= PROBLEM DETAILS =
Update the material below by replacing "smaller ring" with "inner ring" wherever it occurs. Leave everything else unchanged and omit the pictures.
────────
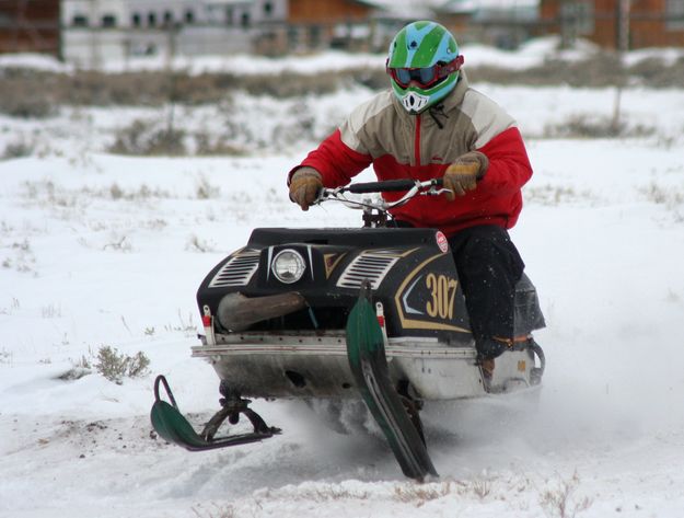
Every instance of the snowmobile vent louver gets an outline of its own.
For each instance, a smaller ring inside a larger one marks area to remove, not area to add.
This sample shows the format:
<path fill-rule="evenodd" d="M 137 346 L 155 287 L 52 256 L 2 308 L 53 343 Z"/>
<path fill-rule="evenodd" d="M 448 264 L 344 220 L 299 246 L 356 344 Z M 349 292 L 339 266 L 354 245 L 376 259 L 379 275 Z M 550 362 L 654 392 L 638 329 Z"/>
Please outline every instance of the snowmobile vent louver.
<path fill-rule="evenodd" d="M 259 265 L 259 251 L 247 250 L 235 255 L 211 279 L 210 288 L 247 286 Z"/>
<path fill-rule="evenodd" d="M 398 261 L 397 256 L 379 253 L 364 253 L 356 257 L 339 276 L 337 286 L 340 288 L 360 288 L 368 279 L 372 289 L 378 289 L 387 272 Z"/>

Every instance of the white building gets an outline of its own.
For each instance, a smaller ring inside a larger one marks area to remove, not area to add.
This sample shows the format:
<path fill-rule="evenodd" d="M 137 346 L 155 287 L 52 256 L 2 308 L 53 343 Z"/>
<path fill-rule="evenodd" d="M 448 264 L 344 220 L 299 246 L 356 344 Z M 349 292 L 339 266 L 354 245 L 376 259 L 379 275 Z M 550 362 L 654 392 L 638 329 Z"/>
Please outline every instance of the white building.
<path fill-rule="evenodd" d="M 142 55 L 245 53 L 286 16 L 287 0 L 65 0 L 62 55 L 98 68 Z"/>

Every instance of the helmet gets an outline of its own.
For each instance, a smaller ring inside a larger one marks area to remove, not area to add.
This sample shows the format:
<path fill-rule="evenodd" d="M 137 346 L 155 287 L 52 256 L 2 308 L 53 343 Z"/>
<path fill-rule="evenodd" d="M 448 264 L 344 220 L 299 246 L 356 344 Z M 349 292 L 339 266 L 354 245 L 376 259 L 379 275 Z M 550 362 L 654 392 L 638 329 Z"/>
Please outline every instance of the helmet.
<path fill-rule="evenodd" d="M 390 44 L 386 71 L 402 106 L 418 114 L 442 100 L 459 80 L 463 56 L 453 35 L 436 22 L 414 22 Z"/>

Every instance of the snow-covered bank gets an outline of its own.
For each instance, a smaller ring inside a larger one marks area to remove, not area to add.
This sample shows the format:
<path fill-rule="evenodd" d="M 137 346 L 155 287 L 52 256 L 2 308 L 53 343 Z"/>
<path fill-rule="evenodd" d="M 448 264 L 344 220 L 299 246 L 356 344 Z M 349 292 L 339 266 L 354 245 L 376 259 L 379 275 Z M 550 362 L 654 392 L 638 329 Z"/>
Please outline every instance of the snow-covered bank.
────────
= FULL OUTPUT =
Every instance of the snowmobile vent louver gets an outline of its own.
For each instance, a inner ring inside a larger one marks area to remove, not area to add.
This sample shows the format:
<path fill-rule="evenodd" d="M 137 346 L 155 287 L 52 256 L 2 308 L 53 343 Z"/>
<path fill-rule="evenodd" d="M 448 264 L 344 220 L 299 246 L 356 344 Z M 349 292 L 339 266 L 354 245 L 376 259 L 379 275 Z M 550 362 L 654 392 L 638 329 Z"/>
Please outline every instance of the snowmobile vent louver.
<path fill-rule="evenodd" d="M 259 265 L 259 251 L 247 250 L 235 255 L 211 279 L 210 288 L 247 286 Z"/>
<path fill-rule="evenodd" d="M 398 261 L 397 256 L 379 253 L 364 253 L 356 257 L 339 276 L 337 286 L 340 288 L 360 288 L 368 279 L 372 289 L 378 289 L 387 272 Z"/>

Every instance of the white building gets an outline of its own.
For each instance, a inner ring inside a larger one marks area to remove, not area to add.
This sample shows the format:
<path fill-rule="evenodd" d="M 137 346 L 155 287 L 52 256 L 2 308 L 53 343 Z"/>
<path fill-rule="evenodd" d="M 448 264 L 344 220 L 299 246 L 356 344 Z M 349 292 L 339 266 L 354 245 L 376 259 L 379 275 Z M 550 362 L 654 392 L 638 329 Z"/>
Please outline every instance of the white building.
<path fill-rule="evenodd" d="M 142 55 L 245 53 L 286 16 L 287 0 L 65 0 L 62 55 L 98 68 Z"/>

Every instance of the helmet gets an outline of its own.
For each instance, a inner ring inside a larger one marks area to remove, not area to add.
This sample shows the format:
<path fill-rule="evenodd" d="M 137 346 L 155 287 L 52 256 L 2 308 L 53 343 Z"/>
<path fill-rule="evenodd" d="M 448 264 L 344 220 L 299 246 L 356 344 Z M 349 292 L 339 266 L 354 245 L 376 259 L 379 275 Z M 550 362 L 654 392 L 638 329 Z"/>
Please outline every instance of the helmet.
<path fill-rule="evenodd" d="M 390 44 L 386 71 L 402 106 L 418 114 L 442 100 L 459 80 L 463 56 L 453 35 L 436 22 L 414 22 Z"/>

Every instance of the snow-covered bank gets an outline of its own.
For each instance, a inner ring inside a larger one marks area to remove, not area to add.
This sample shows the format:
<path fill-rule="evenodd" d="M 137 346 L 155 287 L 52 256 L 2 308 L 53 343 Z"/>
<path fill-rule="evenodd" d="M 448 264 L 344 220 L 299 246 L 356 344 Z M 349 292 L 339 266 L 354 245 L 376 259 L 379 275 Z M 550 362 L 654 392 L 638 329 Z"/>
Please outline every instance of the snow-covered bank.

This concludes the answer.